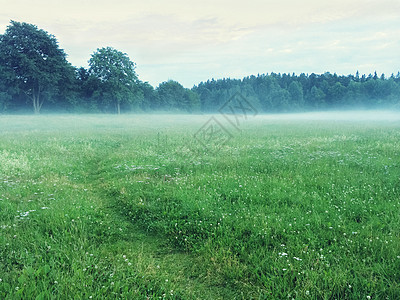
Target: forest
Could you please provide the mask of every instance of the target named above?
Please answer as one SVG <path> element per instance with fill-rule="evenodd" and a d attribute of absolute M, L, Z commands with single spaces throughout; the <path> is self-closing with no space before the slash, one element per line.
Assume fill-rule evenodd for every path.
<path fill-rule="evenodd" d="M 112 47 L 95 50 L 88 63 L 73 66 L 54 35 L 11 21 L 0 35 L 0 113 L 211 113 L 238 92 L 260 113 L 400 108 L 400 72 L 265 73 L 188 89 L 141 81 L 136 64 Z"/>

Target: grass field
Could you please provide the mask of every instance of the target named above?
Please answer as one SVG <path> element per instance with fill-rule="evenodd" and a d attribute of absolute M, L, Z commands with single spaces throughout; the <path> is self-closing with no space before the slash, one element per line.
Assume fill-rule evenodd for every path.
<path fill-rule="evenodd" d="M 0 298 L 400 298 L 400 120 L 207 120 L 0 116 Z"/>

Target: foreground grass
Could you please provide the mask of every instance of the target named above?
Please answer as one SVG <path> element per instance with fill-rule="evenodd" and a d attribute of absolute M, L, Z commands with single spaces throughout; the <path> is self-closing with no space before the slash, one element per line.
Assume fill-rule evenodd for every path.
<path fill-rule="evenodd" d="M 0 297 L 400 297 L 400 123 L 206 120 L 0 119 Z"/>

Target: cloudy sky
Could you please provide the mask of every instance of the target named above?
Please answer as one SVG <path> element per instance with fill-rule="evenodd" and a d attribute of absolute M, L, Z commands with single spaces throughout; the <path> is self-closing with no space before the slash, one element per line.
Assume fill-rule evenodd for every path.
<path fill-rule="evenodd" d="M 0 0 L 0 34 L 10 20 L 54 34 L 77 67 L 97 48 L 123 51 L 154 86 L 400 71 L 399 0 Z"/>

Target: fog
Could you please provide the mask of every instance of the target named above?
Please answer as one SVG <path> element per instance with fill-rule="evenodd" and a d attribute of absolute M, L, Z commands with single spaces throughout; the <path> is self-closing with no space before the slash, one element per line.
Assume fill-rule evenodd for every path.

• ASSIGNMENT:
Copy the records exactly; no image should appear in the result.

• WRITTEN SOLUTION:
Target: forest
Could you please provide the mask of every instance of the target named above?
Please answer as one SVG <path> element per instance with fill-rule="evenodd" and a d attribute of absolute M, L, Z commands with single spaces throughout; the <path> is self-closing with no space before the slash, one element per line.
Assume fill-rule evenodd for every path.
<path fill-rule="evenodd" d="M 112 47 L 95 50 L 88 63 L 73 66 L 54 35 L 11 21 L 0 35 L 0 113 L 211 113 L 238 92 L 260 113 L 400 108 L 400 72 L 265 73 L 188 89 L 141 81 L 136 64 Z"/>

Target: grass field
Could you please provide the mask of every instance of the target named above?
Please answer as one SVG <path> element per instance with fill-rule="evenodd" and a d attribute of absolute M, L, Z commands with single spaces throughout; the <path> is self-closing with no space before the slash, one element per line.
Assume fill-rule evenodd for every path.
<path fill-rule="evenodd" d="M 0 298 L 400 298 L 400 120 L 207 120 L 0 116 Z"/>

Target: foreground grass
Could you please provide the mask of every instance of the target named above?
Please answer as one SVG <path> element per instance with fill-rule="evenodd" and a d attribute of absolute M, L, Z commands with single spaces throughout; the <path> is self-closing with no space before the slash, one element per line.
Assume fill-rule evenodd for every path.
<path fill-rule="evenodd" d="M 0 297 L 400 297 L 400 123 L 206 120 L 0 119 Z"/>

Target: cloudy sky
Could you please provide the mask of every instance of the target named above?
Please answer as one SVG <path> element per instance with fill-rule="evenodd" and a d attribute of absolute M, L, Z commands with single spaces throughout; the <path> is self-closing with no space before the slash, one element per line.
Assume fill-rule evenodd for every path.
<path fill-rule="evenodd" d="M 0 0 L 0 34 L 10 20 L 54 34 L 77 67 L 97 48 L 123 51 L 154 86 L 400 71 L 399 0 Z"/>

Target: fog
Could you please provide the mask of every instance of the target named above?
Please answer as one SVG <path> element per instance with fill-rule="evenodd" and a d attribute of absolute M, L, Z commands with single spaces throughout; the <path> is self-closing with no space before the slash, one element per line.
Assume fill-rule evenodd for every path.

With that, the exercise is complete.